Data:
+ + + + +

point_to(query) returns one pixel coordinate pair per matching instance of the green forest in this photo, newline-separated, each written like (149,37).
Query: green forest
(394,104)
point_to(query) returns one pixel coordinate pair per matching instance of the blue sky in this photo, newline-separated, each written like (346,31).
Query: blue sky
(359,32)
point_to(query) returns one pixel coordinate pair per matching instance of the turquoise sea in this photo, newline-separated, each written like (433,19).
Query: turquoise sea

+ + + + +

Task description: Give every entry in the listing above again, exactly as written.

Solution to this problem:
point_to(query) returns one pixel coordinate pair per matching instance of the green forest in this photo, newline-separated, each written like (149,37).
Query: green forest
(394,104)
point_to(query) returns one pixel coordinate pair per matching instance of the blue sky in this photo, newline-separated, each written like (346,31).
Query: blue sky
(359,32)
point_to(query) returns one pixel coordinate pair per matching instance of the turquoise sea in this photo, newline-separated, each written like (433,19).
Query: turquoise sea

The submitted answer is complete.